» The exercise
Locate each line in the records below that contains the string "wooden", treating uppercase and lowercase as distinct, and reproduce those lines in full.

» Information provided
+-------+

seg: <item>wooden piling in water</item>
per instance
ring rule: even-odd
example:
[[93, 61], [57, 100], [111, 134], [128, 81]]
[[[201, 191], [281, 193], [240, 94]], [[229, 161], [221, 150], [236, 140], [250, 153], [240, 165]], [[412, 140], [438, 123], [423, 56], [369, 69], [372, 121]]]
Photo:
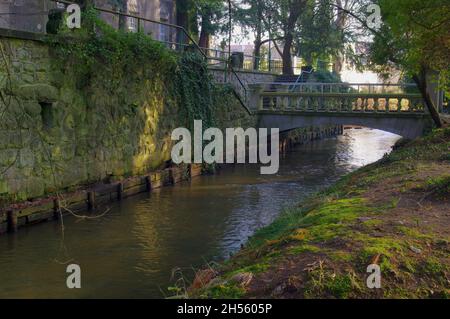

+-------+

» Solution to this exercise
seg: <item>wooden piling in water</item>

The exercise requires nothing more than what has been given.